The problem:
Output the line containing "Challenge: find the curb" and all subsequent lines of the listing below, copied exactly, with no other lines.

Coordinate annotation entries
[Start]
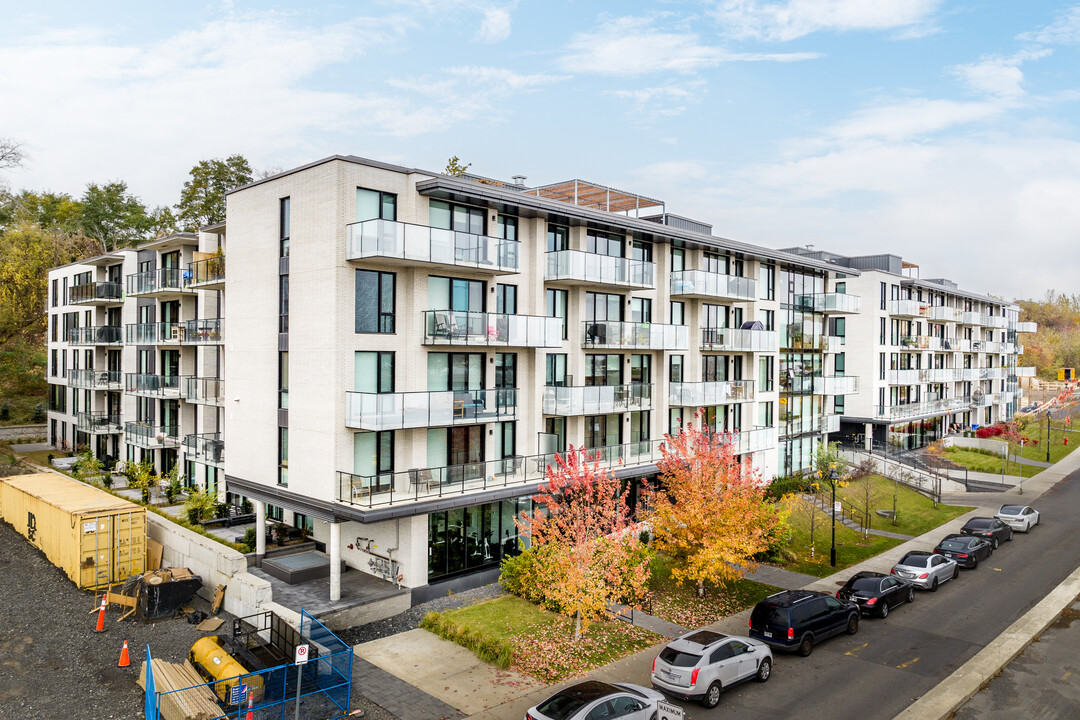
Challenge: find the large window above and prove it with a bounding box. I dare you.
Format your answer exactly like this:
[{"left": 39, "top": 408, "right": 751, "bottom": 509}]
[{"left": 356, "top": 270, "right": 395, "bottom": 332}]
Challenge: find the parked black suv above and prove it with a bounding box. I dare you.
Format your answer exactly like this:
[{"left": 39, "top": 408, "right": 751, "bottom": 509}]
[{"left": 750, "top": 590, "right": 860, "bottom": 657}]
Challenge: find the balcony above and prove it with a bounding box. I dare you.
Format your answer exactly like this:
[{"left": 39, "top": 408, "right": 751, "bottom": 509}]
[
  {"left": 345, "top": 388, "right": 517, "bottom": 431},
  {"left": 670, "top": 270, "right": 757, "bottom": 302},
  {"left": 346, "top": 220, "right": 521, "bottom": 275},
  {"left": 180, "top": 377, "right": 225, "bottom": 407},
  {"left": 127, "top": 268, "right": 194, "bottom": 298},
  {"left": 184, "top": 433, "right": 225, "bottom": 467},
  {"left": 67, "top": 325, "right": 124, "bottom": 345},
  {"left": 581, "top": 321, "right": 690, "bottom": 350},
  {"left": 543, "top": 383, "right": 652, "bottom": 417},
  {"left": 184, "top": 255, "right": 225, "bottom": 290},
  {"left": 76, "top": 412, "right": 120, "bottom": 435},
  {"left": 795, "top": 293, "right": 862, "bottom": 315},
  {"left": 543, "top": 250, "right": 657, "bottom": 288},
  {"left": 423, "top": 310, "right": 563, "bottom": 348},
  {"left": 124, "top": 372, "right": 180, "bottom": 397},
  {"left": 180, "top": 317, "right": 222, "bottom": 345},
  {"left": 701, "top": 327, "right": 780, "bottom": 353},
  {"left": 889, "top": 300, "right": 931, "bottom": 318},
  {"left": 67, "top": 283, "right": 124, "bottom": 305},
  {"left": 67, "top": 370, "right": 121, "bottom": 390},
  {"left": 124, "top": 422, "right": 180, "bottom": 450},
  {"left": 337, "top": 440, "right": 669, "bottom": 507},
  {"left": 667, "top": 380, "right": 754, "bottom": 407}
]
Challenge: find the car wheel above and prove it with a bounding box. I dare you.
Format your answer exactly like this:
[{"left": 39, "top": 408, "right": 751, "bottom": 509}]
[{"left": 701, "top": 682, "right": 720, "bottom": 708}]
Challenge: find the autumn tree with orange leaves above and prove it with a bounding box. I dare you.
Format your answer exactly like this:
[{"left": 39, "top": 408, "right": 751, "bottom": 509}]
[
  {"left": 648, "top": 418, "right": 785, "bottom": 595},
  {"left": 503, "top": 448, "right": 651, "bottom": 639}
]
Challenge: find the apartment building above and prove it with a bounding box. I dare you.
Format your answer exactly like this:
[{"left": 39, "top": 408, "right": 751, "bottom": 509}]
[
  {"left": 788, "top": 248, "right": 1036, "bottom": 450},
  {"left": 46, "top": 234, "right": 225, "bottom": 492},
  {"left": 50, "top": 157, "right": 860, "bottom": 601}
]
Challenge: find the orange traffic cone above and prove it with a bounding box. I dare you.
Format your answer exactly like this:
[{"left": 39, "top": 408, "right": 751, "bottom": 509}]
[{"left": 94, "top": 593, "right": 108, "bottom": 633}]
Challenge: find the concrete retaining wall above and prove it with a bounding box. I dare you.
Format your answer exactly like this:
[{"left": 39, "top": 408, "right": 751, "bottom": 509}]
[{"left": 146, "top": 513, "right": 273, "bottom": 617}]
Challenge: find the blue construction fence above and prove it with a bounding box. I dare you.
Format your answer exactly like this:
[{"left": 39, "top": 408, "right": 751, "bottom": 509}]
[{"left": 145, "top": 610, "right": 352, "bottom": 720}]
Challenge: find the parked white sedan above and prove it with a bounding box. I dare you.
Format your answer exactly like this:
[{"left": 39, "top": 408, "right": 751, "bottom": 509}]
[{"left": 994, "top": 505, "right": 1039, "bottom": 532}]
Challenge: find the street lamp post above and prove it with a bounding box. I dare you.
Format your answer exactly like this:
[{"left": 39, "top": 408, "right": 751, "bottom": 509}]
[{"left": 828, "top": 468, "right": 840, "bottom": 568}]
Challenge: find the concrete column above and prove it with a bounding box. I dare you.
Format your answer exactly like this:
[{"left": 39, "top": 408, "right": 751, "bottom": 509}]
[
  {"left": 253, "top": 500, "right": 267, "bottom": 568},
  {"left": 330, "top": 522, "right": 341, "bottom": 602}
]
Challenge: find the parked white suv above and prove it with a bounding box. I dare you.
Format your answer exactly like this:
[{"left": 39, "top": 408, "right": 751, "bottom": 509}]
[{"left": 652, "top": 630, "right": 772, "bottom": 707}]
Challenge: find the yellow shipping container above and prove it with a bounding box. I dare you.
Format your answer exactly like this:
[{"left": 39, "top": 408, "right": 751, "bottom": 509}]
[{"left": 0, "top": 473, "right": 146, "bottom": 589}]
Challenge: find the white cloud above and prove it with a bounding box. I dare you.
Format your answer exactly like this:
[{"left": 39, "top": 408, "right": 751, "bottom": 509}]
[
  {"left": 1016, "top": 5, "right": 1080, "bottom": 45},
  {"left": 559, "top": 17, "right": 820, "bottom": 76},
  {"left": 714, "top": 0, "right": 941, "bottom": 41}
]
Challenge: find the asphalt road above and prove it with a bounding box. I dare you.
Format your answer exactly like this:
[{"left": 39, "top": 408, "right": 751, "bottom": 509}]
[{"left": 683, "top": 472, "right": 1080, "bottom": 720}]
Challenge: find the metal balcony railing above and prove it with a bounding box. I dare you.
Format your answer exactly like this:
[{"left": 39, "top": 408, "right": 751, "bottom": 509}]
[{"left": 423, "top": 310, "right": 563, "bottom": 348}]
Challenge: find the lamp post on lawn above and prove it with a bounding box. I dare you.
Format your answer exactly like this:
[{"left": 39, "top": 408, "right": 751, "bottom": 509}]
[{"left": 828, "top": 467, "right": 840, "bottom": 568}]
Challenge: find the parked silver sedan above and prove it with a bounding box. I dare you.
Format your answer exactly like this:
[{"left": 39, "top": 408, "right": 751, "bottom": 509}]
[
  {"left": 525, "top": 680, "right": 664, "bottom": 720},
  {"left": 652, "top": 630, "right": 772, "bottom": 707},
  {"left": 891, "top": 551, "right": 960, "bottom": 590},
  {"left": 994, "top": 505, "right": 1039, "bottom": 532}
]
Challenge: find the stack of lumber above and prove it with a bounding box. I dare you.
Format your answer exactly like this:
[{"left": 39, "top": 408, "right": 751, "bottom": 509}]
[{"left": 138, "top": 657, "right": 225, "bottom": 720}]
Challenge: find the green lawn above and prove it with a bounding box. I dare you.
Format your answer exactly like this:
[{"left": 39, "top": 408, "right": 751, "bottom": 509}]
[
  {"left": 645, "top": 555, "right": 780, "bottom": 627},
  {"left": 424, "top": 595, "right": 663, "bottom": 682}
]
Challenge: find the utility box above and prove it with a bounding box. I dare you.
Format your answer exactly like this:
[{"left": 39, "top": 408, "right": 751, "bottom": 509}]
[{"left": 0, "top": 473, "right": 146, "bottom": 589}]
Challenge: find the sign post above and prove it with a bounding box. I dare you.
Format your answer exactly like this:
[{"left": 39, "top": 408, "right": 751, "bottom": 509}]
[{"left": 293, "top": 644, "right": 310, "bottom": 720}]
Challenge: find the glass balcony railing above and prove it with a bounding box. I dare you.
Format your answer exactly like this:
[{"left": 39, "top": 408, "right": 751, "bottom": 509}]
[
  {"left": 667, "top": 380, "right": 754, "bottom": 407},
  {"left": 124, "top": 372, "right": 180, "bottom": 397},
  {"left": 76, "top": 412, "right": 120, "bottom": 435},
  {"left": 423, "top": 310, "right": 563, "bottom": 348},
  {"left": 795, "top": 293, "right": 862, "bottom": 315},
  {"left": 701, "top": 327, "right": 780, "bottom": 353},
  {"left": 671, "top": 270, "right": 757, "bottom": 302},
  {"left": 127, "top": 268, "right": 190, "bottom": 296},
  {"left": 346, "top": 220, "right": 521, "bottom": 273},
  {"left": 124, "top": 422, "right": 180, "bottom": 449},
  {"left": 68, "top": 283, "right": 124, "bottom": 305},
  {"left": 67, "top": 369, "right": 122, "bottom": 390},
  {"left": 67, "top": 325, "right": 124, "bottom": 345},
  {"left": 544, "top": 250, "right": 657, "bottom": 287},
  {"left": 180, "top": 377, "right": 225, "bottom": 407},
  {"left": 184, "top": 433, "right": 225, "bottom": 467},
  {"left": 345, "top": 388, "right": 517, "bottom": 431},
  {"left": 543, "top": 383, "right": 652, "bottom": 417},
  {"left": 581, "top": 321, "right": 690, "bottom": 350},
  {"left": 184, "top": 255, "right": 225, "bottom": 289}
]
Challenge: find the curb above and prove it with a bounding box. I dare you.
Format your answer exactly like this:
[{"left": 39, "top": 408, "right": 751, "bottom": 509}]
[{"left": 893, "top": 552, "right": 1080, "bottom": 720}]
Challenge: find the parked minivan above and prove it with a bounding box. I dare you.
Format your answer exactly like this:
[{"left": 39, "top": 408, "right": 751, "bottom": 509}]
[{"left": 750, "top": 590, "right": 860, "bottom": 657}]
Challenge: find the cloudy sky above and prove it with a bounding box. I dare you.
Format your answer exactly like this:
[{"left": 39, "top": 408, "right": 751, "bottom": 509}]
[{"left": 0, "top": 0, "right": 1080, "bottom": 298}]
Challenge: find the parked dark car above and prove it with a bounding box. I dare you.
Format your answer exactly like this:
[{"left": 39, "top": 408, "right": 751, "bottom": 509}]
[
  {"left": 836, "top": 571, "right": 915, "bottom": 617},
  {"left": 960, "top": 517, "right": 1012, "bottom": 549},
  {"left": 750, "top": 590, "right": 860, "bottom": 657},
  {"left": 934, "top": 535, "right": 994, "bottom": 570}
]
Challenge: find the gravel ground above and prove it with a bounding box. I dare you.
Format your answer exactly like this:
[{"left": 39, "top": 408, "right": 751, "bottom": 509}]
[{"left": 337, "top": 583, "right": 505, "bottom": 646}]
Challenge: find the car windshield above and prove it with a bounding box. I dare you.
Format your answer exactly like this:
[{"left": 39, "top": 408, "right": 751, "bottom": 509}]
[
  {"left": 660, "top": 648, "right": 701, "bottom": 667},
  {"left": 941, "top": 540, "right": 968, "bottom": 551}
]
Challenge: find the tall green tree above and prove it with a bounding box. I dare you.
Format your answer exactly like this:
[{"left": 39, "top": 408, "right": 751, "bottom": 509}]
[End]
Exercise output:
Challenge: find the curb above and prove it with a bounding box. I dare you.
Format your answer exactly like this:
[{"left": 39, "top": 408, "right": 751, "bottom": 509}]
[{"left": 893, "top": 552, "right": 1080, "bottom": 720}]
Challenge: find the parked minivan above and prove it with a bounding box. I dare you.
Format your answer exactly like this:
[{"left": 39, "top": 408, "right": 751, "bottom": 509}]
[{"left": 750, "top": 590, "right": 860, "bottom": 657}]
Challenge: find the cloudy sky above and prove it with a bounding box. I dare you.
Format your answer exactly like this:
[{"left": 39, "top": 408, "right": 751, "bottom": 509}]
[{"left": 0, "top": 0, "right": 1080, "bottom": 298}]
Challenge: find the parked dark car above and prove it with a bounding box. I dare you.
Format your answer exactly like this:
[{"left": 39, "top": 408, "right": 751, "bottom": 509}]
[
  {"left": 836, "top": 571, "right": 915, "bottom": 617},
  {"left": 960, "top": 517, "right": 1012, "bottom": 549},
  {"left": 750, "top": 590, "right": 860, "bottom": 657},
  {"left": 934, "top": 535, "right": 994, "bottom": 570}
]
Challenge: find the gravel ground above and prove it with a bounding box. I dare you.
Format your answer exactly like this:
[{"left": 39, "top": 408, "right": 751, "bottom": 509}]
[{"left": 337, "top": 583, "right": 505, "bottom": 646}]
Challenge: find the car windshield above and prove it with a bounding box. I dare you.
Format your answer exactly like this:
[{"left": 39, "top": 408, "right": 751, "bottom": 509}]
[
  {"left": 660, "top": 648, "right": 701, "bottom": 667},
  {"left": 941, "top": 540, "right": 968, "bottom": 551}
]
Challenge: find the tall green tree above and prove it with a bounding box. I dare you.
Format your answer exactly like this:
[{"left": 39, "top": 408, "right": 751, "bottom": 509}]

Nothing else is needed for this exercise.